▸ Required work: Please set down exactly the lines of the listing below from the line containing "Target: woman's wrist" through the line containing "written as (716,124).", both lines included, leaving out all other lines.

### The input

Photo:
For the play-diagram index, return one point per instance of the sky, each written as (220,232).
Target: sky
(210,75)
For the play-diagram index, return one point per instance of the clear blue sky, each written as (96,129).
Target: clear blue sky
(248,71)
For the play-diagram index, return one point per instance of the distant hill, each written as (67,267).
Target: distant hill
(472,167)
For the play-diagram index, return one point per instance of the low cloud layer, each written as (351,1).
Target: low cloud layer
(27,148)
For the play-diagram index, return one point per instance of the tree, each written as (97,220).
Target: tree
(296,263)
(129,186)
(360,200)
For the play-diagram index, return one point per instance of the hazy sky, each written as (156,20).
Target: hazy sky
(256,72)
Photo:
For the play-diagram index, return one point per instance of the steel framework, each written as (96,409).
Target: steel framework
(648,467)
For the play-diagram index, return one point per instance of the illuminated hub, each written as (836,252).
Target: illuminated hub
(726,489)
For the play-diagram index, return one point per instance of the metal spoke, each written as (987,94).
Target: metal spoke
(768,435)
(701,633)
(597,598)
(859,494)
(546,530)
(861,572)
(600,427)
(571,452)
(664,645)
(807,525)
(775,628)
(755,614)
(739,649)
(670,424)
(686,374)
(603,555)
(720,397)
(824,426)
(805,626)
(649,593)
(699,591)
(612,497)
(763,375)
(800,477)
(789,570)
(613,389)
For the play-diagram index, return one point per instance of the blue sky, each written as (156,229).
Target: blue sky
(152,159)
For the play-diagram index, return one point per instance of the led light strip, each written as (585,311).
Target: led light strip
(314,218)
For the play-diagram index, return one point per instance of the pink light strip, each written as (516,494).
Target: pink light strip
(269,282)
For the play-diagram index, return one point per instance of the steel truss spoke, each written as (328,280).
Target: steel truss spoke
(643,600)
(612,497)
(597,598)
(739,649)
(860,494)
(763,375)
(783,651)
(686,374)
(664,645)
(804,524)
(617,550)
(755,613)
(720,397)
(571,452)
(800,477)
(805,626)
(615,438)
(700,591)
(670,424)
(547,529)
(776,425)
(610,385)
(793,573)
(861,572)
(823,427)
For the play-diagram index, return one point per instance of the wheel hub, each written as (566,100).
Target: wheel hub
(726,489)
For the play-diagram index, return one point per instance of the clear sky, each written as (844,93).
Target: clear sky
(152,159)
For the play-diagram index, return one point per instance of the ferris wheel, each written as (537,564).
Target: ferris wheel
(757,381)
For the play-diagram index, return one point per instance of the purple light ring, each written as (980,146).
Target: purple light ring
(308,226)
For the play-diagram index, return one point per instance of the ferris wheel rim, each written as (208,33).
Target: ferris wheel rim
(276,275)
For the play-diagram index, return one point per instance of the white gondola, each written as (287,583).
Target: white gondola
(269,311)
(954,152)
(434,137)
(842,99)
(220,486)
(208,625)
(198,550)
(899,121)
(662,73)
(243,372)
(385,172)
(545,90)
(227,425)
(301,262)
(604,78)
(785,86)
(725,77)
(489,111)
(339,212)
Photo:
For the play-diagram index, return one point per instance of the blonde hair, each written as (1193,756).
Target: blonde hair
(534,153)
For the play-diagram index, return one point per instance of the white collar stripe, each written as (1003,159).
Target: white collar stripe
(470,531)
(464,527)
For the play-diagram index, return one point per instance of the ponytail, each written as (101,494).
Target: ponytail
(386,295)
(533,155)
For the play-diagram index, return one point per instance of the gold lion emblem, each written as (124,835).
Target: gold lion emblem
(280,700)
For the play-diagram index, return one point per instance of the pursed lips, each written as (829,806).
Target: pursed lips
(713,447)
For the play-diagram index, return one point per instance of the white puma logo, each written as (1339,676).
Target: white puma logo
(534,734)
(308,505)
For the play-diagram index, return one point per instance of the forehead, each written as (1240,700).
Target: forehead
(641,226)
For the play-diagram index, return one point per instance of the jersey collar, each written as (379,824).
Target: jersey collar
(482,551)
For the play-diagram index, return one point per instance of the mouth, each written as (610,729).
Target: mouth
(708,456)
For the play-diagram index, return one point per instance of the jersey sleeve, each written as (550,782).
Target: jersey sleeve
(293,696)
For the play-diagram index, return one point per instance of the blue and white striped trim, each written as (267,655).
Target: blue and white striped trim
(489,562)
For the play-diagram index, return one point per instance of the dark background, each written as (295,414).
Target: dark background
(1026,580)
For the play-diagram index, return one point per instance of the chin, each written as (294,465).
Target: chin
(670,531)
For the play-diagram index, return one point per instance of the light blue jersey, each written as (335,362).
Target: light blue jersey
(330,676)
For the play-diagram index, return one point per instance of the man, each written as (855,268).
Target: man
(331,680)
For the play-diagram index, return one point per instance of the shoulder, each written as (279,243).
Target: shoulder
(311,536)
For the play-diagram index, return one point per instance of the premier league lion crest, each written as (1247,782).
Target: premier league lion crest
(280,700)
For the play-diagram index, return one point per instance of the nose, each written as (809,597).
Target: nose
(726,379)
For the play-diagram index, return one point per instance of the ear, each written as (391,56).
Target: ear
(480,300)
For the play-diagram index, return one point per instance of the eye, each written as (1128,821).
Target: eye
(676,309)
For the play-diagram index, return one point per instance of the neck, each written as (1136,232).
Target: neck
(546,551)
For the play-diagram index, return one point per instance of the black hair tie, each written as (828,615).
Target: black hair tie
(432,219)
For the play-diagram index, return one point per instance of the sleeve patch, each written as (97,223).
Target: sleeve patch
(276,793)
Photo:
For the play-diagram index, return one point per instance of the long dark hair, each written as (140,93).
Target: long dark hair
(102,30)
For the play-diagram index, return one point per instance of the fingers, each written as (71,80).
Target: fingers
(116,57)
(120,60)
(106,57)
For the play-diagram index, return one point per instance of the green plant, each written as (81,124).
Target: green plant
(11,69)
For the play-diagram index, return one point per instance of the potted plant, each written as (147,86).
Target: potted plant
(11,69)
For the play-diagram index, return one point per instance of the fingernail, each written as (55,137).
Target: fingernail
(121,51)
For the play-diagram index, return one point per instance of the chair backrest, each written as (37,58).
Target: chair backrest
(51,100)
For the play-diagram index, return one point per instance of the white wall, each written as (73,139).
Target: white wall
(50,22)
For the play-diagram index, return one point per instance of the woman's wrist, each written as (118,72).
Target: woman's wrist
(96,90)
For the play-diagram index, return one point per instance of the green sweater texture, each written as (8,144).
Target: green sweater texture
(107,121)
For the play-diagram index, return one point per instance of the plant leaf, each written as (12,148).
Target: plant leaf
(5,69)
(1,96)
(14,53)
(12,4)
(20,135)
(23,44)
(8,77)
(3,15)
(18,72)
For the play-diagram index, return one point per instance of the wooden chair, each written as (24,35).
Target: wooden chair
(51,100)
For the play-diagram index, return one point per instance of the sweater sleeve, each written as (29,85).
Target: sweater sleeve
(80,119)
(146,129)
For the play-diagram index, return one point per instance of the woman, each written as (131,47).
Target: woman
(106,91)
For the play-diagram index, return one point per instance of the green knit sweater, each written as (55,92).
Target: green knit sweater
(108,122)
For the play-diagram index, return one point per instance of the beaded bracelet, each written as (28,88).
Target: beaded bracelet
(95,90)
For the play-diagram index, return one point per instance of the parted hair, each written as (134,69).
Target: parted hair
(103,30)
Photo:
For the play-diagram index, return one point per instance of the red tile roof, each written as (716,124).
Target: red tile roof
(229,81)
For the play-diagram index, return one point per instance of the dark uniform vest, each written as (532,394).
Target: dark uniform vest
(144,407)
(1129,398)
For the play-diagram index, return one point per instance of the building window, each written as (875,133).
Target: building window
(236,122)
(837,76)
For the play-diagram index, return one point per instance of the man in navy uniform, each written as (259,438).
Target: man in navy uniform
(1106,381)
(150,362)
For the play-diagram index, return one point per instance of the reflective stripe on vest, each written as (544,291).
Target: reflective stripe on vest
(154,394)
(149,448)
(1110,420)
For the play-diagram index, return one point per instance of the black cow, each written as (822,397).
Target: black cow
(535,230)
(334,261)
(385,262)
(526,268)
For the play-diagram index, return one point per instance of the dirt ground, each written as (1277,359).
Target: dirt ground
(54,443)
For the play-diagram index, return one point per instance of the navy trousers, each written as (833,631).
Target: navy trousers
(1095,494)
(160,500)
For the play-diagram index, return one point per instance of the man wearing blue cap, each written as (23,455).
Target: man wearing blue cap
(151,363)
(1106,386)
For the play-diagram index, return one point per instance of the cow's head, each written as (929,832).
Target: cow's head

######

▸ Response to the task:
Target: woman's wrist
(96,90)
For the play-diagram index, return one point per instance of the green sweater texture, each written as (8,144).
Target: green sweater texture
(107,121)
For the play-diagram index, return one point per instance of the plant leaf, each written as (12,148).
Target: plant leaf
(5,69)
(1,96)
(14,53)
(12,4)
(20,135)
(23,44)
(8,77)
(3,15)
(18,72)
For the play-diagram index, return one point per instance of the wooden chair, each written as (24,35).
Target: wooden chair
(51,100)
For the play-diagram index, return one point per instance of the sweater sleeve, each written as (29,85).
Target: sweater sleeve
(80,119)
(146,129)
For the play-diagram index, return one point per instance of the woman, each written as (131,47).
Target: woman
(106,91)
For the play-diagram index, return one point per instance of the green knit sweater, each written as (55,92).
Target: green knit sweater
(108,122)
For the play-diagram index, return one point per instance of the beaded bracelet, each written as (28,88).
Target: beaded bracelet
(95,90)
For the play-diagram index, return one point per instance of the parted hair, each written as (134,69).
Target: parted hair
(103,30)
Photo:
For the play-diagram index, return one point per instance of the red tile roof, each written as (716,124).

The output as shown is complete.